+++ TEXTO DEL DOCUMENTO +++
Esta bien esto de la concomitancia de los recuerdos. Empiezas a narrar tu pequeña aventura matinal y de repente te encuentras en Alaska, Nepal o cualquier otra parte del mundo. La memoria es un extraordinario vehículo que te lleva de acá para allá del espacio y del tiempo sin pagar, además, un duro. La memoria como instrumento de placer es una maravilla. ¿Qué si no fuéramos capaces de recordar todas estas historias pasadas? Quizás algo de nuestra consistencia como personas venga sustentada precisamente por esta cosa de haber sido, haber estado, haber vivido. Un individuo sin memoria sólo tiene la tierra que pisa bajo sus pies, muy poca cosa.
+++ DATOS PROPORCIONADOS +++
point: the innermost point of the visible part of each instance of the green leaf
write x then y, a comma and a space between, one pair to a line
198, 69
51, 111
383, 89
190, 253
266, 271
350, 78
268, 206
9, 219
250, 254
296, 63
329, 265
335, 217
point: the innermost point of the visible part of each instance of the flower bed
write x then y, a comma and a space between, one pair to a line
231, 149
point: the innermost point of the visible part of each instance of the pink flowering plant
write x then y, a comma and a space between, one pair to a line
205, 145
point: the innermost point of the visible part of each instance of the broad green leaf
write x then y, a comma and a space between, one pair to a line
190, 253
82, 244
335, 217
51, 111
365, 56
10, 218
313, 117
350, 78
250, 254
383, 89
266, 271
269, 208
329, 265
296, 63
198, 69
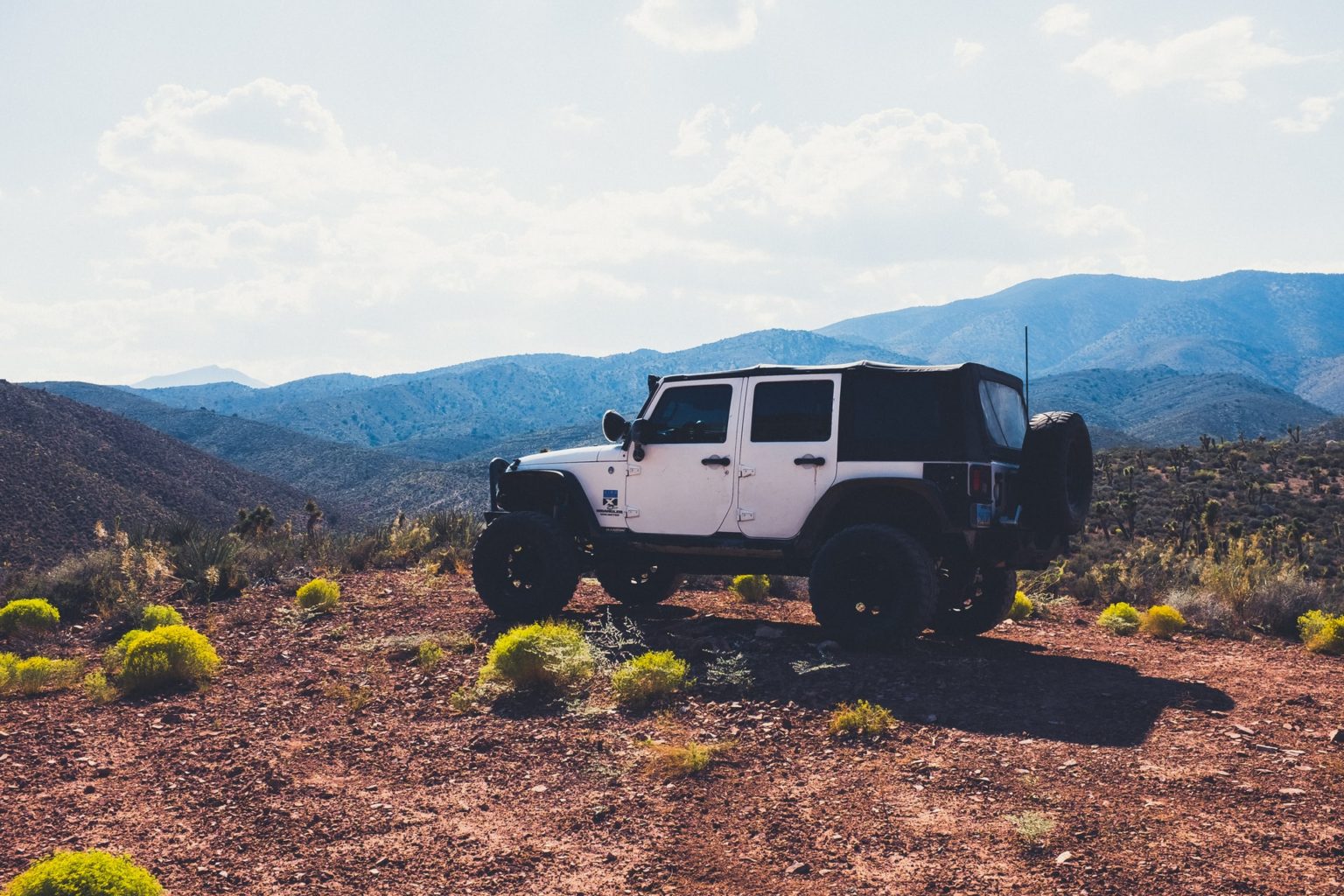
+++
_INSTRUCCIONES_
Indica si cada afirmación concuerda con el texto sobre la memoria, respondiendo sí o no y citando literalmente las palabras del texto que lo deciden: 1. La memoria permite trasladarse por el espacio y el tiempo sin pagar. 2. Un individuo sin memoria conserva mucho. 3. El relato de una aventura matinal puede llevar a quien narra hasta Alaska o Nepal. Las líneas no intervienen en esto.

_RESPUESTA_
1. Sí: «La memoria es un extraordinario vehículo que te lleva de acá para allá del espacio y del tiempo sin pagar, además, un duro.»
2. No: «Un individuo sin memoria sólo tiene la tierra que pisa bajo sus pies, muy poca cosa.»
3. Sí: «Empiezas a narrar tu pequeña aventura matinal y de repente te encuentras en Alaska, Nepal o cualquier otra parte del mundo.»